**Goal**
Tally the lines in the rows below that contain the word "dirt" and give only that number.

/---

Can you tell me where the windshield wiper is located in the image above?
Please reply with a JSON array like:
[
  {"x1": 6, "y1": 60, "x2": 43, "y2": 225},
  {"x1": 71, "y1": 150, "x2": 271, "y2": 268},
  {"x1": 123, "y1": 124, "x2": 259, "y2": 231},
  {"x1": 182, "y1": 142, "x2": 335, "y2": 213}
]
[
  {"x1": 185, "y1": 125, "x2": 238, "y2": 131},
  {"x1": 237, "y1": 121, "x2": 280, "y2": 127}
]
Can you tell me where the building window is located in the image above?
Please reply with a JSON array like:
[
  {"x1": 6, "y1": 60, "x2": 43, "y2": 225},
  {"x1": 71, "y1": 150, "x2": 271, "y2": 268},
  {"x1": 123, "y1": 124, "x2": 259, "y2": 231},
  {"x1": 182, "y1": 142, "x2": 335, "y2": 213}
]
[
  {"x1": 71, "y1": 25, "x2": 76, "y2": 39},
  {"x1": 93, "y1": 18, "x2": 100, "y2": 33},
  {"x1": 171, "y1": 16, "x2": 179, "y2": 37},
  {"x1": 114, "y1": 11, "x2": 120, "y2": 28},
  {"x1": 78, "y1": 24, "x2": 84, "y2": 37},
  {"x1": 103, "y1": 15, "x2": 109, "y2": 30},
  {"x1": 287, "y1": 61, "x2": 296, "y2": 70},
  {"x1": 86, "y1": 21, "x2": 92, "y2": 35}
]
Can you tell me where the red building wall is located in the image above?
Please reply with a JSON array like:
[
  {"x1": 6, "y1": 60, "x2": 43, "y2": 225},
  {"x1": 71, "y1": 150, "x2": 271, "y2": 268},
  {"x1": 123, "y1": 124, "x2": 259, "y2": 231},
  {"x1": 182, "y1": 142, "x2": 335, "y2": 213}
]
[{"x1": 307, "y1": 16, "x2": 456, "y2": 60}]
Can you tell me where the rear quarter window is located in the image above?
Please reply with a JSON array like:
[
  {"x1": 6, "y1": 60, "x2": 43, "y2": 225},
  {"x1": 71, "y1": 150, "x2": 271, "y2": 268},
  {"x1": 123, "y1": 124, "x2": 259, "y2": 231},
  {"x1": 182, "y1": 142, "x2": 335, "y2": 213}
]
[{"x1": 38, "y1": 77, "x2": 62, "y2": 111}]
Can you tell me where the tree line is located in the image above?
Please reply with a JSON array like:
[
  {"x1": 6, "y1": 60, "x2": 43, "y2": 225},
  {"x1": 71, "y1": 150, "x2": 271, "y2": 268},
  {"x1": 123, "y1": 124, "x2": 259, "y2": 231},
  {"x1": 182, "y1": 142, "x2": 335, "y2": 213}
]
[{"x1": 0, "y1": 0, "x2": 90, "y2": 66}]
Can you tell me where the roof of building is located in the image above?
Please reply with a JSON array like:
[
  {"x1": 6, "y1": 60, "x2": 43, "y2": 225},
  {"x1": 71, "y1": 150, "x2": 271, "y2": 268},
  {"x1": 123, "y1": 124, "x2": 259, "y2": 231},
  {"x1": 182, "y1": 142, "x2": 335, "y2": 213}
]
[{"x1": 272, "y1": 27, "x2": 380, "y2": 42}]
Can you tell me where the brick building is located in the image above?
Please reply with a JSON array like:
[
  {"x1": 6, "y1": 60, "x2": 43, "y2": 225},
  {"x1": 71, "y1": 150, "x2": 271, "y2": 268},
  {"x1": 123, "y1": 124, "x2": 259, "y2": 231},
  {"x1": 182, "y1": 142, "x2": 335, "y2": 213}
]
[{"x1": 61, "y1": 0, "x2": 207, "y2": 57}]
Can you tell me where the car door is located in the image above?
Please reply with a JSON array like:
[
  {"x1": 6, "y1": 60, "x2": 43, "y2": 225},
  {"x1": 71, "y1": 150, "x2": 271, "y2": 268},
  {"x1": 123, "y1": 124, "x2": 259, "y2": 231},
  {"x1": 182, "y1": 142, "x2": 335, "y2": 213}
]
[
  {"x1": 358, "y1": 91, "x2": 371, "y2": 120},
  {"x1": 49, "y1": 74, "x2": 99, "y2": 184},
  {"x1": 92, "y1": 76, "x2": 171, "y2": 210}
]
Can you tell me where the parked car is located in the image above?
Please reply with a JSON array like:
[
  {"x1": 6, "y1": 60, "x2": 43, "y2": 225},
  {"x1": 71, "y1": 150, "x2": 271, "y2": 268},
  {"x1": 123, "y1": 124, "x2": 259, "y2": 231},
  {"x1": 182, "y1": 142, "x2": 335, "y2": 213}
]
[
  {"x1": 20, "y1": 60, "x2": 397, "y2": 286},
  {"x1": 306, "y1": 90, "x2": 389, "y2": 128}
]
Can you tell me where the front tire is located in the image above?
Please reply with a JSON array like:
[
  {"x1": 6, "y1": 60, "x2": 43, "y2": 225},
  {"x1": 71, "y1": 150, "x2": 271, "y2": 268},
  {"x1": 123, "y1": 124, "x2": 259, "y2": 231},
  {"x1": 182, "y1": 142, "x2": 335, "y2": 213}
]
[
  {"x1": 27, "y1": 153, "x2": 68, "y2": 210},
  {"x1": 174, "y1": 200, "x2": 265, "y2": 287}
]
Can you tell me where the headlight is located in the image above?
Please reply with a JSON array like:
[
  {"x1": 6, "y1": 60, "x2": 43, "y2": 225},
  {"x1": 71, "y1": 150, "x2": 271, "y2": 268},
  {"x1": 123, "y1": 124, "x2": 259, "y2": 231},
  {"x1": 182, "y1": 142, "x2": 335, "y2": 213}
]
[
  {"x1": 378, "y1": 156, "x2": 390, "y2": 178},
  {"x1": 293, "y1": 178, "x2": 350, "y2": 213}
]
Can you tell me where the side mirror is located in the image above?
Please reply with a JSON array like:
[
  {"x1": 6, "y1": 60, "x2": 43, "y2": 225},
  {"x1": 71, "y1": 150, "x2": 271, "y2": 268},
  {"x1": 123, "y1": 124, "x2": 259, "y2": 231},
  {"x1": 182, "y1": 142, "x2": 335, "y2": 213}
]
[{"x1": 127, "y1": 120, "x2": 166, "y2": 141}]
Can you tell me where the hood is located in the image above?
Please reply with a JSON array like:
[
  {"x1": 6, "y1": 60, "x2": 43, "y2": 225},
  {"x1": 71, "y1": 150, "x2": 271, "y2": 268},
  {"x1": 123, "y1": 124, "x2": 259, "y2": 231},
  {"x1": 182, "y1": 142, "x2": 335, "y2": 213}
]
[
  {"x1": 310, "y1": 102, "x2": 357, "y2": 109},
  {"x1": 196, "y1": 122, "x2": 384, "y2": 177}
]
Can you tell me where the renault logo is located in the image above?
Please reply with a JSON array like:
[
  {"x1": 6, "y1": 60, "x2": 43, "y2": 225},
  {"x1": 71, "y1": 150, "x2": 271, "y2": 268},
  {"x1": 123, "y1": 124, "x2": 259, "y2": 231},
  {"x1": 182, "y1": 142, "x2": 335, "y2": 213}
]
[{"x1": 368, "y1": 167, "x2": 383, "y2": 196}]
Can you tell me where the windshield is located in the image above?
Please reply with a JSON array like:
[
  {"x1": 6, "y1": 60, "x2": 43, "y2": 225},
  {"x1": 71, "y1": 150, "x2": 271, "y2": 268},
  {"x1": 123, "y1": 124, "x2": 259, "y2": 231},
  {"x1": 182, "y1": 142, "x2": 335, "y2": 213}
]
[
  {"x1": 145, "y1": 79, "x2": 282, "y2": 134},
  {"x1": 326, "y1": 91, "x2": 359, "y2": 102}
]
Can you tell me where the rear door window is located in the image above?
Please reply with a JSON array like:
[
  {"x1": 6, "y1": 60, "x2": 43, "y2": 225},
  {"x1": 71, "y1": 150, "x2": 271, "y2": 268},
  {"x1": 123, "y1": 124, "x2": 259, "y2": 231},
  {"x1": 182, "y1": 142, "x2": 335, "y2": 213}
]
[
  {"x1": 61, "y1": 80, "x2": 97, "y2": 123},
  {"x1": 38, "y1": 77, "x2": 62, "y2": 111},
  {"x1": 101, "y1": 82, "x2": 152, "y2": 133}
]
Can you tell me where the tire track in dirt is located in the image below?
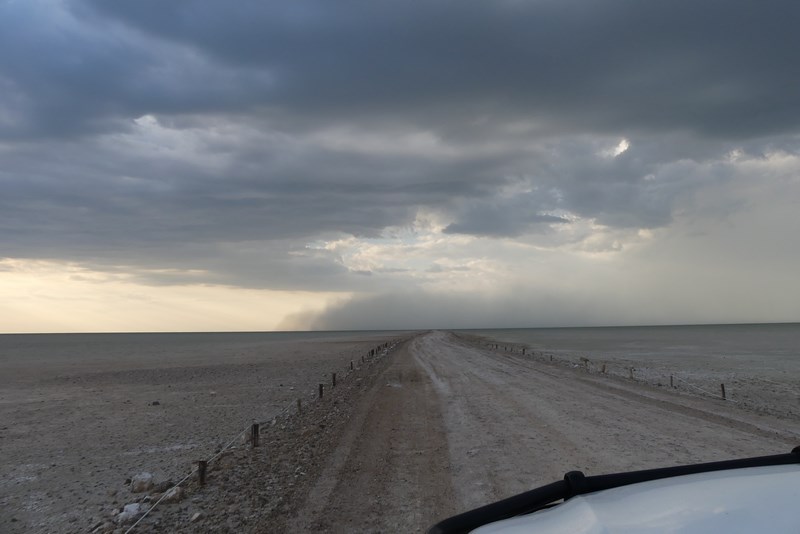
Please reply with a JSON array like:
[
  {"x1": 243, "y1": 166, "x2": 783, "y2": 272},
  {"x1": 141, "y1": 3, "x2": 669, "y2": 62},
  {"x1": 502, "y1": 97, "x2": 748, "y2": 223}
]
[
  {"x1": 289, "y1": 340, "x2": 455, "y2": 532},
  {"x1": 284, "y1": 332, "x2": 800, "y2": 532}
]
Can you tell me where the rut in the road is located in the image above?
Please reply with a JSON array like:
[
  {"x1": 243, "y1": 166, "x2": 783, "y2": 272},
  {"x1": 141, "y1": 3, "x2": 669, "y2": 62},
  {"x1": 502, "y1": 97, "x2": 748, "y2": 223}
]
[{"x1": 282, "y1": 332, "x2": 800, "y2": 532}]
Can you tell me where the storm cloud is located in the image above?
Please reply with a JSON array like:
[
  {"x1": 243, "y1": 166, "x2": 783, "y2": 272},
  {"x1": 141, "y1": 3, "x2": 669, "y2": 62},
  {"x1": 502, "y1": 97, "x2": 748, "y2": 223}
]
[{"x1": 0, "y1": 0, "x2": 800, "y2": 328}]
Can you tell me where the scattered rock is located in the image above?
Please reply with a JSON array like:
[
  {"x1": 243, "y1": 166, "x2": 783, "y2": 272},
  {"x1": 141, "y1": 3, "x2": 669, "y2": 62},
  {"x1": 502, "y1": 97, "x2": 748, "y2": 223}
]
[
  {"x1": 131, "y1": 472, "x2": 153, "y2": 493},
  {"x1": 117, "y1": 502, "x2": 144, "y2": 525},
  {"x1": 153, "y1": 480, "x2": 175, "y2": 493},
  {"x1": 161, "y1": 486, "x2": 183, "y2": 504}
]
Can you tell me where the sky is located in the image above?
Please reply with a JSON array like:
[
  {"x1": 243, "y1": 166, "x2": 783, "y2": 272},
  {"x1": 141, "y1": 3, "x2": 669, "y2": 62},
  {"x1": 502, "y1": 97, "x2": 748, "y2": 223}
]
[{"x1": 0, "y1": 0, "x2": 800, "y2": 332}]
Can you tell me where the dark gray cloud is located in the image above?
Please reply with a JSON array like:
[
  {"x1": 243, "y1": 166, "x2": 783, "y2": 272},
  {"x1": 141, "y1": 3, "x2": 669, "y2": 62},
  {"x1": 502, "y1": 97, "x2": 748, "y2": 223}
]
[
  {"x1": 72, "y1": 0, "x2": 800, "y2": 138},
  {"x1": 0, "y1": 0, "x2": 800, "y2": 298}
]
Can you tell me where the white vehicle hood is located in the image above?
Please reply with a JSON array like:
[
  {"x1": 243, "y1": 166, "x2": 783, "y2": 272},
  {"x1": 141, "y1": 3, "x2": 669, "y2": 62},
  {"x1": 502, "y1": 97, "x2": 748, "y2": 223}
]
[{"x1": 473, "y1": 465, "x2": 800, "y2": 534}]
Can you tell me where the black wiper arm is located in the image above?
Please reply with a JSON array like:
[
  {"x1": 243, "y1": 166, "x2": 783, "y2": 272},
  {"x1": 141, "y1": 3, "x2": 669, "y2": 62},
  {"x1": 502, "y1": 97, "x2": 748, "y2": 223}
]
[{"x1": 428, "y1": 447, "x2": 800, "y2": 534}]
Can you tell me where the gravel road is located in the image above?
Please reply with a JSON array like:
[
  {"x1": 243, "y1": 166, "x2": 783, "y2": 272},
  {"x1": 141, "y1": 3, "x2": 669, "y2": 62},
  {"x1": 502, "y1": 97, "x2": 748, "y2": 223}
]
[{"x1": 286, "y1": 332, "x2": 800, "y2": 532}]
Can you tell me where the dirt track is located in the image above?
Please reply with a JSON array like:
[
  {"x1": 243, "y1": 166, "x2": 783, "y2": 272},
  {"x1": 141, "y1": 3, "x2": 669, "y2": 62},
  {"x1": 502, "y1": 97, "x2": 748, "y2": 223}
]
[{"x1": 287, "y1": 332, "x2": 800, "y2": 532}]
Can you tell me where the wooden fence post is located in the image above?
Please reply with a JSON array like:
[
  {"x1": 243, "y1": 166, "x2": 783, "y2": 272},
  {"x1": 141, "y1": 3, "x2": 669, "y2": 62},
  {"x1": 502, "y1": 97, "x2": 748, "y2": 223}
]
[{"x1": 197, "y1": 460, "x2": 208, "y2": 486}]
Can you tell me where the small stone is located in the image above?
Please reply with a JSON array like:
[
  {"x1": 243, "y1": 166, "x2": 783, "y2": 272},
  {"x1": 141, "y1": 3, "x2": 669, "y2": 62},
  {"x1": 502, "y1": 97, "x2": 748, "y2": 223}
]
[
  {"x1": 131, "y1": 472, "x2": 153, "y2": 493},
  {"x1": 161, "y1": 486, "x2": 183, "y2": 504},
  {"x1": 117, "y1": 502, "x2": 144, "y2": 525},
  {"x1": 153, "y1": 480, "x2": 175, "y2": 493}
]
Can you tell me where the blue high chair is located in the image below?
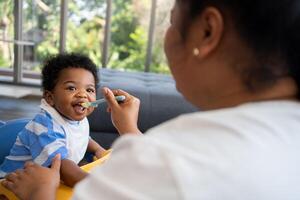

\---

**Output**
2